Potongan Dokumen -

Mulai sejak hari itu juga aku boleh memakai nama. Soal namaku, agak panjang juga ceritanya. Konon, sebelum kandungan bundaku berusia 7 bulan, ayah dan bundaku yakin aku ini cewek. Maka mereka hanya menyediakan nama untuk putrinya, bukan untuk putranya. Sialan juga ya... ssssssssttt jangan bilang-bilang aku ngomong kasar ya...

Ketika kandungan bundaku 7 bulan dan di-USG di rumah sakit, astaganaga...., ternyata aku ini cowok tulen! Rasain! Hihihi...

Kelimpunganlah ayah dan bundaku membuat nama untukku. Tapi ayahku adalah orang yang cukup cerdas untuk urusan membuat nama bagi anak-anaknya. Ayah membuat namaku “.......... Elang Semesta”. Nah, untuk mengisi titik-titik di depan Elang Semesta itu, ayah dan bundaku agak bingung. Menurut mereka, sulit sekali menemukan kata yang pas.

Data Terkumpul -
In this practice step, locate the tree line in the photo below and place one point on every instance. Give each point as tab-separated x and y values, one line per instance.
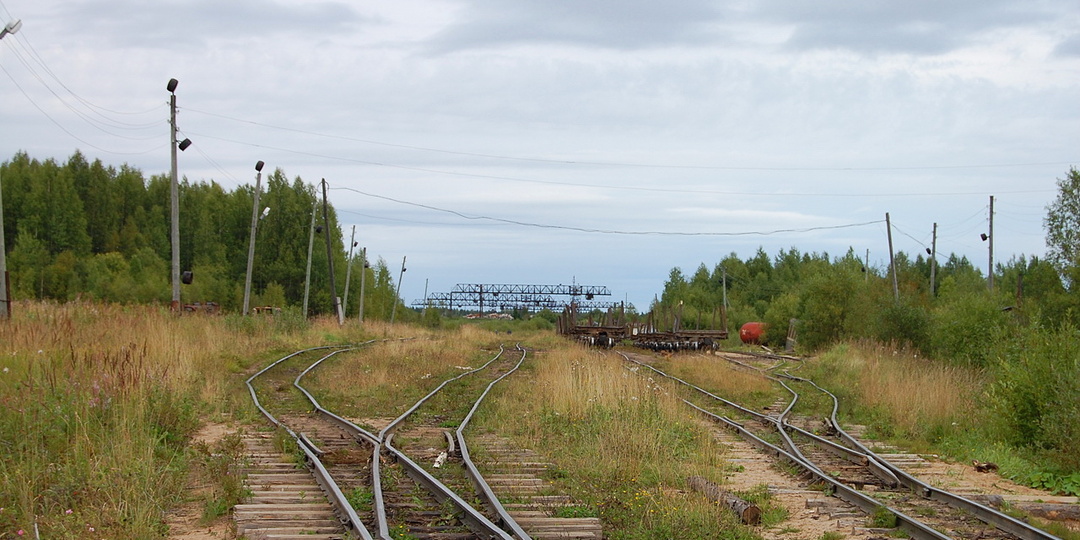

Uraian Latihan -
Teruskan cerita tentang pemberian nama Elang Semesta, dimulai tepat setelah kalimat terakhirnya. Data tersebut tidak digunakan dalam latihan ini.

Hasil Akhir -
Sampai akhirnya kakak sulungku, Mas Bayu, yang membantu. Mas Bayu menambahkan kata “Kanahaya” untuk namaku. “Kanahaya” ini berasal dari kata “anak ayah” yang dibalik. “Anak” dibalik menjadi “Kana”, “ayah” dibalik menjadi “haya”. Maka jadilah namaku Kanahaya Elang Semesta. Keren gak sih? Ah, apalah dayaku. Saat itu aku kan gak bisa ngomong apa-apa. Jadi terima saja, meskipun ini sering membuat para petugas medis di rumah sakit atau di Posyandu mengira “kanahaya” itu nama cewek. Hhhh.... Tapi bagaimanapun juga, aku merasa cukup nyaman dengan nama ini.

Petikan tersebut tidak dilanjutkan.